MATERIAL FOR THIS EXERCISE -
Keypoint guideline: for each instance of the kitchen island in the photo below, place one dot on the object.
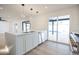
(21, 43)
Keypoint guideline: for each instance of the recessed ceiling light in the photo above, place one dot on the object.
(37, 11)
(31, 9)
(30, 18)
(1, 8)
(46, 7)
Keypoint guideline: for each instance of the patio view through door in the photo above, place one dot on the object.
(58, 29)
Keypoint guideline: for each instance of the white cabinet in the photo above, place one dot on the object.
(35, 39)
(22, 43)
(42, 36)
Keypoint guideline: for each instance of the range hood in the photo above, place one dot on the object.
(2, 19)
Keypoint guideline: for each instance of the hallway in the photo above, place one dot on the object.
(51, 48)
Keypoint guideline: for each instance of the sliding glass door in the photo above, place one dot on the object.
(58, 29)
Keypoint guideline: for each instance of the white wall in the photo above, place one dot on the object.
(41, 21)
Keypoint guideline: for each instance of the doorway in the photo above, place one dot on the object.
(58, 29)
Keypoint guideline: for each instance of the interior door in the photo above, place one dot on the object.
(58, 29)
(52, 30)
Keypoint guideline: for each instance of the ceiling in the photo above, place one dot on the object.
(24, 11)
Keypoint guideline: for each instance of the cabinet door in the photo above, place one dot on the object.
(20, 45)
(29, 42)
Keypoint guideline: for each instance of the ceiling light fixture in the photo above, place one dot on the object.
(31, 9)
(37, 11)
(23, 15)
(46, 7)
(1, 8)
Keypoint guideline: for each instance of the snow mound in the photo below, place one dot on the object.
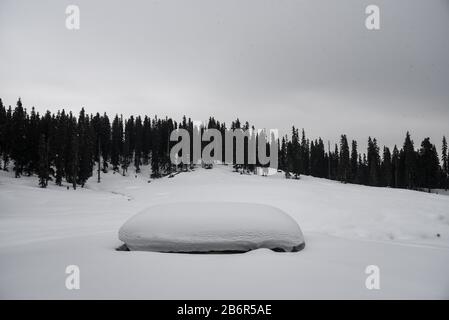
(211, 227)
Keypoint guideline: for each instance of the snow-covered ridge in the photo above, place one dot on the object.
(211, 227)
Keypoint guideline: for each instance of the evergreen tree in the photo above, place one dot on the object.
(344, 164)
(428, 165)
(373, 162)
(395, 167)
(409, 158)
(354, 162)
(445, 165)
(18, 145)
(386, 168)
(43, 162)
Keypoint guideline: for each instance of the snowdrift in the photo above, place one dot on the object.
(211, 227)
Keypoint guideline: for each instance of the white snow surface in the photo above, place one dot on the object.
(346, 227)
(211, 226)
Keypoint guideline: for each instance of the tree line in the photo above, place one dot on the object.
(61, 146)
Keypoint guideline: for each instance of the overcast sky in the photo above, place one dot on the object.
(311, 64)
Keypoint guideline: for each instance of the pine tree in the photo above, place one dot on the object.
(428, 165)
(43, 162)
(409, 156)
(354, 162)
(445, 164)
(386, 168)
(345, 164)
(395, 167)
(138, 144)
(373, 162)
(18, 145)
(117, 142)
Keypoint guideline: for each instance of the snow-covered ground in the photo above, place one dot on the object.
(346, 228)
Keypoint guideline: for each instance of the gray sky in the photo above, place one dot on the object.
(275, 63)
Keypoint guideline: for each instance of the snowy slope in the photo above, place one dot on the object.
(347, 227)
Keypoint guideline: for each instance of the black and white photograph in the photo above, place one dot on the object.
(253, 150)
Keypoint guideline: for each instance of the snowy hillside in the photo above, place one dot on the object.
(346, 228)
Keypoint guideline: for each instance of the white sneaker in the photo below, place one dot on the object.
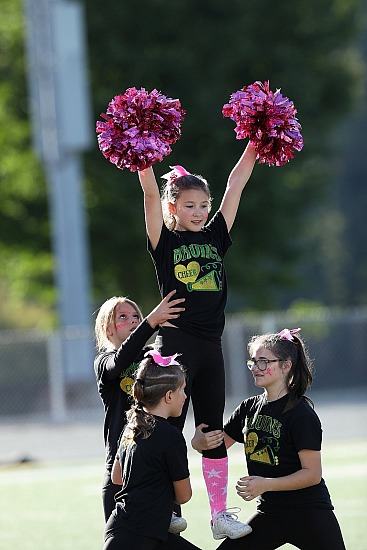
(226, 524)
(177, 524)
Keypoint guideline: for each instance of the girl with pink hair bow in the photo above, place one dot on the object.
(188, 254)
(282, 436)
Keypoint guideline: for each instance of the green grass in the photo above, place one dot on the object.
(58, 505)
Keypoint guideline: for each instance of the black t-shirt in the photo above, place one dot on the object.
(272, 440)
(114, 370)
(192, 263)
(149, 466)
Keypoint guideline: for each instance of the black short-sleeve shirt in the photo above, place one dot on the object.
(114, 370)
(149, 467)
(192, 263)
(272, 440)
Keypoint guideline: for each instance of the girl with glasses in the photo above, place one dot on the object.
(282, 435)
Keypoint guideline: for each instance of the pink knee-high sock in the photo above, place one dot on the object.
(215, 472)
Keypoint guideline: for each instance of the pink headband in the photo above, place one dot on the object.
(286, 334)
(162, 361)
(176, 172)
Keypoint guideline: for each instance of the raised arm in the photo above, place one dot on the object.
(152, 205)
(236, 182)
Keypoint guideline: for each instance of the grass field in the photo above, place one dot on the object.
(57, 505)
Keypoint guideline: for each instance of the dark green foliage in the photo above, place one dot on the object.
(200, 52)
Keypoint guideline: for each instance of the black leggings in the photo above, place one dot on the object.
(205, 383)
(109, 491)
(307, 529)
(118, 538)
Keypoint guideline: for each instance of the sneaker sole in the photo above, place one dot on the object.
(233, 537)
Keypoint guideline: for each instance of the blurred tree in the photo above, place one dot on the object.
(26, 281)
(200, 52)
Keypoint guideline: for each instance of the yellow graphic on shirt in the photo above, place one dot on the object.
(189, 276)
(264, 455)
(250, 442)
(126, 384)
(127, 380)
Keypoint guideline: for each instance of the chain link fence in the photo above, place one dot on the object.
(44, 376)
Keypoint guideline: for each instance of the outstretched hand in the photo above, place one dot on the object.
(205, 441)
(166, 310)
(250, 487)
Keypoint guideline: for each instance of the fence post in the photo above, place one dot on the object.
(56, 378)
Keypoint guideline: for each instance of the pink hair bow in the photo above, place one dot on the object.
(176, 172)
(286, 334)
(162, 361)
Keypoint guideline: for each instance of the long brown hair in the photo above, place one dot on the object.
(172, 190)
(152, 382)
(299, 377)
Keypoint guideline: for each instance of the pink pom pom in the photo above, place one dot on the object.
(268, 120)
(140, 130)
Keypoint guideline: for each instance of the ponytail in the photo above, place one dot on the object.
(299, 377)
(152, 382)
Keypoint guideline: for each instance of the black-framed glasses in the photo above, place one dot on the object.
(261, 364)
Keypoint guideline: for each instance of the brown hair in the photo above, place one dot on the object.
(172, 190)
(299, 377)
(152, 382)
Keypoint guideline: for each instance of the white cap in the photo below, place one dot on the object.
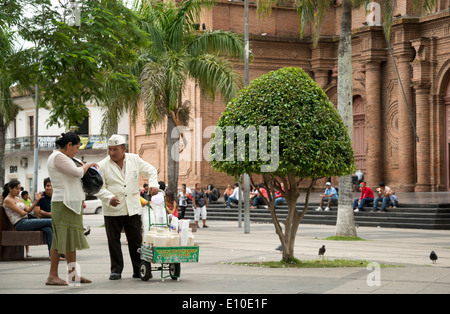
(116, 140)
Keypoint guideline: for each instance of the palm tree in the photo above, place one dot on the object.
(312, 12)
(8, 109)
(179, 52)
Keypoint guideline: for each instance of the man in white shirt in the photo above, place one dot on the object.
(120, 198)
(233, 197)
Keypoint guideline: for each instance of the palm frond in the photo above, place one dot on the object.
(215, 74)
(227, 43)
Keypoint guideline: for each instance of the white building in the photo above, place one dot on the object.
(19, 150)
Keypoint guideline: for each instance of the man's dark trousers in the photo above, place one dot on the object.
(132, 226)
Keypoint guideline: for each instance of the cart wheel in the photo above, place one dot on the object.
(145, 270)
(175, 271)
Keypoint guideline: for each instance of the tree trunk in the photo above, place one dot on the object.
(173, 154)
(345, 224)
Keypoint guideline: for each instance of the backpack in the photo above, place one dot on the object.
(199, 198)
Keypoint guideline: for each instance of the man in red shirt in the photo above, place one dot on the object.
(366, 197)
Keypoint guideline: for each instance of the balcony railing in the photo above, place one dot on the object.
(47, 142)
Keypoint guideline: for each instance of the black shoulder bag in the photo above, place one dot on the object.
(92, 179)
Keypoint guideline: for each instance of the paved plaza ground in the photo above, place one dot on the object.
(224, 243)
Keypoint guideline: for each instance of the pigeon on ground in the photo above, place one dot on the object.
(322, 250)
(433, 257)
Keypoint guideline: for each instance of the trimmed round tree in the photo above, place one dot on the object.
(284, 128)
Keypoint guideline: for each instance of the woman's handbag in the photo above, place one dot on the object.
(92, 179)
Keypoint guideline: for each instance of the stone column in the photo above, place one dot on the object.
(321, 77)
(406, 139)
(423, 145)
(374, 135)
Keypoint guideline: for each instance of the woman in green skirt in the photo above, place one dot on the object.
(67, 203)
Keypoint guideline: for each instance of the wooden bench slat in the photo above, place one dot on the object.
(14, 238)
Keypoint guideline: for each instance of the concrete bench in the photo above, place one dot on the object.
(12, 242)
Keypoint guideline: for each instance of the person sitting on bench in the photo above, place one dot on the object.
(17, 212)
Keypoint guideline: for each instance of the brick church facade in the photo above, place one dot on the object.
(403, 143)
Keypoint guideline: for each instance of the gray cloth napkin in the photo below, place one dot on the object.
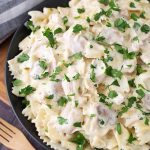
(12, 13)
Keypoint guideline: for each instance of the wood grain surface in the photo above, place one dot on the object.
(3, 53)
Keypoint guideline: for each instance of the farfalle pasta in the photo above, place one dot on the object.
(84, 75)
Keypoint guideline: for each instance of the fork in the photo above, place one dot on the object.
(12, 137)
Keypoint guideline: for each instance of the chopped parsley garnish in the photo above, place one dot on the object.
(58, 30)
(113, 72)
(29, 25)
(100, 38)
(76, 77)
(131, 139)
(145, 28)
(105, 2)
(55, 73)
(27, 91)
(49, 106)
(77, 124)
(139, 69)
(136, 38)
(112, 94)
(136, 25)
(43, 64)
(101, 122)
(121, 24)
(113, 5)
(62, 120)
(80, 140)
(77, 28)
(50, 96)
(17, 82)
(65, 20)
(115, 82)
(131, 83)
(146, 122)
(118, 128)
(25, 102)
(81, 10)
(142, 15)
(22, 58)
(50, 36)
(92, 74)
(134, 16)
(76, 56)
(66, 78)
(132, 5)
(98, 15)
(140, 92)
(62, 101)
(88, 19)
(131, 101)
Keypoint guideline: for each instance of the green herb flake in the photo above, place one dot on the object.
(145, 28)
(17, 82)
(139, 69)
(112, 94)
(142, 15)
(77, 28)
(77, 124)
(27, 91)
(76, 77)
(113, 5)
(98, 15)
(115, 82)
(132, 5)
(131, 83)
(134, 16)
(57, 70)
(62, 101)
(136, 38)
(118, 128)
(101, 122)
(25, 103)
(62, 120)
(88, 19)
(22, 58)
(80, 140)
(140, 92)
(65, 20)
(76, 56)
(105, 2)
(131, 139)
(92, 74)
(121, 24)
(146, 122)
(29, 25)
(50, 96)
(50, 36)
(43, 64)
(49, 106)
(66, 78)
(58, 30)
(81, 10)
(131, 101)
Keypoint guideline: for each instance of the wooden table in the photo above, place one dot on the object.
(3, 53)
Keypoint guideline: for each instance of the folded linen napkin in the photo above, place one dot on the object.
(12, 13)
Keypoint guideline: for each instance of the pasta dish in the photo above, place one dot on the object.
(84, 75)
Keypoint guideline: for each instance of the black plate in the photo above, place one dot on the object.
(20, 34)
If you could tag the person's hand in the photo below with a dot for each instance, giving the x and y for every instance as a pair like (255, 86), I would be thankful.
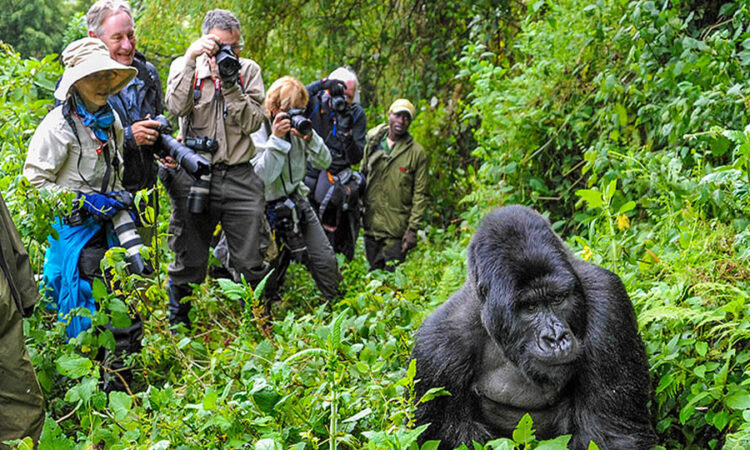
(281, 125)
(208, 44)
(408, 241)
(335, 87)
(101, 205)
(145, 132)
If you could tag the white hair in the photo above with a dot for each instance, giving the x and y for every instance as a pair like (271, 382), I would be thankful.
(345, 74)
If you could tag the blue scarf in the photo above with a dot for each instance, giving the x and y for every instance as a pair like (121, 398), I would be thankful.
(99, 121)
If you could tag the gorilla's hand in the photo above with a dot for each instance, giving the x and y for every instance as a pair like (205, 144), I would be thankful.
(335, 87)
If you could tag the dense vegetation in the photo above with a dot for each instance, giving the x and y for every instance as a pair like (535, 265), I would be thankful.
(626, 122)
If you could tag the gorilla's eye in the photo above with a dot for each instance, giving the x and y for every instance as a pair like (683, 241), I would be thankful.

TASK - Copy exactly, word for word, the line with "If you could tag the gorilla's hand" through the final line of the listing.

COMPLETE RESPONSE -
If you could tag the gorilla's hand in the photo above with a dot for each instance, giving the x and y for every instance as a pair like (205, 144), I would be thankful.
(335, 87)
If you could tag the dense vegetation in the photo above with a dot for each instance, giving the x and y for every instance as a pair like (535, 265), I would be thankful.
(626, 122)
If you could tag the gorilla's eye in the photo above with a dot for each instance, giving the x and y for every instance as a pair like (683, 241), I would be thankful.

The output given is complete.